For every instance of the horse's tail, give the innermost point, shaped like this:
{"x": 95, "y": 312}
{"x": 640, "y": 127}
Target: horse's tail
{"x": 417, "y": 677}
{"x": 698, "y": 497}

--

**Your instructions**
Copy out all of the records verbatim.

**Exercise output**
For every instance of the horse's tail, give the innermost point, shaped like this:
{"x": 95, "y": 312}
{"x": 640, "y": 127}
Target: horse's tail
{"x": 417, "y": 677}
{"x": 698, "y": 497}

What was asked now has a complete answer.